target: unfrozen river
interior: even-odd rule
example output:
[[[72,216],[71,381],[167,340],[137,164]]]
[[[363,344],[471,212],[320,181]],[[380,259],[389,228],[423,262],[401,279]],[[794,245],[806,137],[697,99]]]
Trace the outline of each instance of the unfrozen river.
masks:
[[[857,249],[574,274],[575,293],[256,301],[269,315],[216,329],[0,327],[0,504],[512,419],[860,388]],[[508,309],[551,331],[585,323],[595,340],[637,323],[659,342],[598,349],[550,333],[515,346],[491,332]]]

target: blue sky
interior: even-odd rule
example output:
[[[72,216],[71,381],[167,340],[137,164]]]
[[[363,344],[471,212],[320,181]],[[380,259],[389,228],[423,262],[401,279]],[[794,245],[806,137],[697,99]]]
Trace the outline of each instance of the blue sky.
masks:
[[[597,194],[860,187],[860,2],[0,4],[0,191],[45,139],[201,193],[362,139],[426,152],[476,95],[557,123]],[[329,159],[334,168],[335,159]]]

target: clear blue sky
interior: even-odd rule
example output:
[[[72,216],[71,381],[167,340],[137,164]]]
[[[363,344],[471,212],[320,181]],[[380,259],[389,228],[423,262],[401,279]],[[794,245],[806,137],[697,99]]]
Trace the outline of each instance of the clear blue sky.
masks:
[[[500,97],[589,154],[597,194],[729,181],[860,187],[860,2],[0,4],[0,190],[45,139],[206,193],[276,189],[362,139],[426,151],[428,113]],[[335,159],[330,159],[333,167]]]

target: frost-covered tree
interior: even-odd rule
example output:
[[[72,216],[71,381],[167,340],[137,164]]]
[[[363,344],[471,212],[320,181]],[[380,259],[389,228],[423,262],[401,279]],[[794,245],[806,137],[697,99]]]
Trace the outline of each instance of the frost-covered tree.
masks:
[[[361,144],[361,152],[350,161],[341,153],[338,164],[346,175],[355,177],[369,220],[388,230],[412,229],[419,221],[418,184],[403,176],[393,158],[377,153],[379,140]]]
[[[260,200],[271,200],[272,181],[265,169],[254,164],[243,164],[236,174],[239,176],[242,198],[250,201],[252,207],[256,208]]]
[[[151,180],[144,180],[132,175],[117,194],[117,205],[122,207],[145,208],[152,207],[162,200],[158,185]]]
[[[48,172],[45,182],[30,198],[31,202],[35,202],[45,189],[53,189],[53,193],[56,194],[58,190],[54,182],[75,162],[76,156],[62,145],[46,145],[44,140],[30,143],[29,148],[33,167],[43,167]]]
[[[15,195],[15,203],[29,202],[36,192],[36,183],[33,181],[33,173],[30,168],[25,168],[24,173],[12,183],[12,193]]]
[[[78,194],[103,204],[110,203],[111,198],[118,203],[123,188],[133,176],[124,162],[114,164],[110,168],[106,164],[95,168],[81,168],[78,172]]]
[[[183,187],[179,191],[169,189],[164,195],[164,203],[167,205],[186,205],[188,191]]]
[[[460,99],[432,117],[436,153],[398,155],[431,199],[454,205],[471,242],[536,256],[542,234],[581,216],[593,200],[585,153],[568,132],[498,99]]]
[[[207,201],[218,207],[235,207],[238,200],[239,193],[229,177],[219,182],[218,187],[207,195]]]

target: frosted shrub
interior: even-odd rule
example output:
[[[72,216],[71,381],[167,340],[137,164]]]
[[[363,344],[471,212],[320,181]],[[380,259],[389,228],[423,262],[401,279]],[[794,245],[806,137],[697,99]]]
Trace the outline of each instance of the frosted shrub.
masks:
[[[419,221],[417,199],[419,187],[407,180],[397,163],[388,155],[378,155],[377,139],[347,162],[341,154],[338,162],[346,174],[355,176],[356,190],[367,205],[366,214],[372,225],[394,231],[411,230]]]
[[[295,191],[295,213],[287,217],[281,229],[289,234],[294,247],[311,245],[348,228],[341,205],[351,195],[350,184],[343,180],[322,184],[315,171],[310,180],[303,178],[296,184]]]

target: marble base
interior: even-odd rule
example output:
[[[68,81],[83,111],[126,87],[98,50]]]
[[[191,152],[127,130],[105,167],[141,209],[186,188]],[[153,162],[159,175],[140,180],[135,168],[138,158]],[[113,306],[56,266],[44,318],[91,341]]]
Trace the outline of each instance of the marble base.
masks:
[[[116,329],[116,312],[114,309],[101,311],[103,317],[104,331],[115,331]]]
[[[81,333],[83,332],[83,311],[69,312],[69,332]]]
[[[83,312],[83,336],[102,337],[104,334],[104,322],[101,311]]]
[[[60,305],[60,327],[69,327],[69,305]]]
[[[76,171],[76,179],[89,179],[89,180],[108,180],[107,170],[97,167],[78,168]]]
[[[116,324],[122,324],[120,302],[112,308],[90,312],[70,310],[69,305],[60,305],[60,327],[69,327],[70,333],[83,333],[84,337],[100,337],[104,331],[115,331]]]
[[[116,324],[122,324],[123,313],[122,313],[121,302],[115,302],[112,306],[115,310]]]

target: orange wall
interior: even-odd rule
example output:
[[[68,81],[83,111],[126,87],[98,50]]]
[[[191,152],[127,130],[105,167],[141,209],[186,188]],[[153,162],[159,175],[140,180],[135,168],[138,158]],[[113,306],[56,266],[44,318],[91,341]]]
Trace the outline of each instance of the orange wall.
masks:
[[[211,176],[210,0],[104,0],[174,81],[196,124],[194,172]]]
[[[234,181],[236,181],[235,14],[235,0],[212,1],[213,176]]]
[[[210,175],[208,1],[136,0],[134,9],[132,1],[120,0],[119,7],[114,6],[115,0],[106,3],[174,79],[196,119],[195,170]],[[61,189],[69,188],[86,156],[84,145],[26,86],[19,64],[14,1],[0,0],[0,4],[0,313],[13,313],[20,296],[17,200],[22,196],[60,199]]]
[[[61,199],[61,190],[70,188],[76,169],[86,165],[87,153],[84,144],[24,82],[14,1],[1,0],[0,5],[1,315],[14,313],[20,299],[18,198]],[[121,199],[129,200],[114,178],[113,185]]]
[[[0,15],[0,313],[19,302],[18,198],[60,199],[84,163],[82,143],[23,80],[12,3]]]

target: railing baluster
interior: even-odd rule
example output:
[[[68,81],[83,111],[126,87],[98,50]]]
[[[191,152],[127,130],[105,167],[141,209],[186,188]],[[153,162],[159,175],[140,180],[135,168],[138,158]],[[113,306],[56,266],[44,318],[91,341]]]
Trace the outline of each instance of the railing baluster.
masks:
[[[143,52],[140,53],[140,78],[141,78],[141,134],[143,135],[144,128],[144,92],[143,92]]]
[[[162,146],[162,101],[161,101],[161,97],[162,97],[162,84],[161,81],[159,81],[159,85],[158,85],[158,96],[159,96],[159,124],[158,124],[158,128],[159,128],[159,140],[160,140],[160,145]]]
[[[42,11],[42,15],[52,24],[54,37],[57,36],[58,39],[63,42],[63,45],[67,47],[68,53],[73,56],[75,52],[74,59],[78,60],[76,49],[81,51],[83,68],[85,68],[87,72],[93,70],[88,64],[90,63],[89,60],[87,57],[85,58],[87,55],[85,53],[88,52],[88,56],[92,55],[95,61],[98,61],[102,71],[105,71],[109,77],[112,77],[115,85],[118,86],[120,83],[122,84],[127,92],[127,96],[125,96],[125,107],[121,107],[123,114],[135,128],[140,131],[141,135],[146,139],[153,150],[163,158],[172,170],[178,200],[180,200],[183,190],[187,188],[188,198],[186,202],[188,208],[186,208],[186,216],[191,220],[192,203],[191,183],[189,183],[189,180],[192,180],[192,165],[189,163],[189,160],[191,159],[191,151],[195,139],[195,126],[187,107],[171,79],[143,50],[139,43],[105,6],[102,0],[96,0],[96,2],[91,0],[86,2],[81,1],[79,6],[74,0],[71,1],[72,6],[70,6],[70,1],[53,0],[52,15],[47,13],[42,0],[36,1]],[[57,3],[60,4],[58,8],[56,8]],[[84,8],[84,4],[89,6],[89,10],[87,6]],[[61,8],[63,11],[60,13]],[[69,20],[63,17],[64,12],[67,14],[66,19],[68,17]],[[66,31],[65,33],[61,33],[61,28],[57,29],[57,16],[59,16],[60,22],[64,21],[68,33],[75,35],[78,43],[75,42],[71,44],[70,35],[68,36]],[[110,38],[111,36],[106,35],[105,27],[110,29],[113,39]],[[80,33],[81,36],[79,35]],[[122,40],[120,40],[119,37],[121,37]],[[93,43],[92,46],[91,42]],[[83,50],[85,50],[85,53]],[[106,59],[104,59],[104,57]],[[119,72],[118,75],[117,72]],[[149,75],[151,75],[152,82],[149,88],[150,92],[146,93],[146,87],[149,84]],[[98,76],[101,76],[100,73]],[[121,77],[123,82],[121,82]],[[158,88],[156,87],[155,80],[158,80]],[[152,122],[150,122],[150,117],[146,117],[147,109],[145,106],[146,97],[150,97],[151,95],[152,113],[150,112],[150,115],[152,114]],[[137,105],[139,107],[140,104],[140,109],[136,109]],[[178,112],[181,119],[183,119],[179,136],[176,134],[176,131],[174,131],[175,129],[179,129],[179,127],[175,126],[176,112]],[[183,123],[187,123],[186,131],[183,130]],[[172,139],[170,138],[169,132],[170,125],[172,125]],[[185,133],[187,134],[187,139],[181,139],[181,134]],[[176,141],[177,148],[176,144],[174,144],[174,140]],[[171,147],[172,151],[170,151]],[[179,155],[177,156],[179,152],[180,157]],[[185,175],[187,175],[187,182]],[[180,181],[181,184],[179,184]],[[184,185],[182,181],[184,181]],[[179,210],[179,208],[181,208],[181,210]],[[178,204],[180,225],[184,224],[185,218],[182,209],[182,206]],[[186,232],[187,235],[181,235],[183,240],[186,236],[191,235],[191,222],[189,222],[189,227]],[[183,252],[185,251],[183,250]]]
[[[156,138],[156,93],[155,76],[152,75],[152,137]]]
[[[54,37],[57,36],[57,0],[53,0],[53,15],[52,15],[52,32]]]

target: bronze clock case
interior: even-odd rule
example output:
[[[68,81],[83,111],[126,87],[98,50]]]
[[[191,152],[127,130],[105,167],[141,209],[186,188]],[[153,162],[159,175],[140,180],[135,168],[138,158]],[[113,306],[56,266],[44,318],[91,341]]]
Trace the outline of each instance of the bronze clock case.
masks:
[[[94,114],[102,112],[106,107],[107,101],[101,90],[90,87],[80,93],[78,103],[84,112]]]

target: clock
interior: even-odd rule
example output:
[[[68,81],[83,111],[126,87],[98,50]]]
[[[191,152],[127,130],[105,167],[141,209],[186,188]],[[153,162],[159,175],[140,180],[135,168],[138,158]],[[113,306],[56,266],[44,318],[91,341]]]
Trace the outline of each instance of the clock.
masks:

════

What is needed is a verbatim copy of every line in the records above from the one containing "target: blue sky" down to the one containing "Trace the outline of each instance of the frost-covered", both included, and nothing more.

# Exercise output
target: blue sky
interior: even-odd rule
example output:
[[[72,216],[71,381],[167,340],[137,164]]]
[[[363,344],[471,212],[320,181]],[[380,259],[389,228],[423,262],[401,279]],[[794,245],[806,137],[697,99]]]
Trace the outline of each instance of the blue sky.
masks:
[[[597,194],[860,187],[860,2],[0,4],[0,191],[45,139],[201,193],[362,139],[426,152],[476,95],[557,123]],[[329,159],[334,168],[335,159]]]

target: clear blue sky
interior: even-odd rule
example output:
[[[72,216],[71,381],[167,340],[137,164]]]
[[[363,344],[471,212],[320,181]],[[380,259],[389,228],[423,262],[401,279]],[[794,245],[806,137],[697,99]]]
Trace the outline of each instance of the clear blue sky.
masks:
[[[500,97],[589,154],[597,194],[729,181],[860,187],[860,2],[0,4],[0,190],[45,139],[206,193],[276,189],[362,139],[426,151],[428,113]],[[335,159],[330,159],[333,167]]]

target: frost-covered tree
interior: even-odd rule
example output:
[[[72,216],[71,381],[167,340],[137,164]]]
[[[363,344],[471,212],[320,181]],[[380,259],[389,228],[423,262],[401,279]],[[794,245],[806,137],[697,99]]]
Trace the outline of each instance of the frost-covered tree.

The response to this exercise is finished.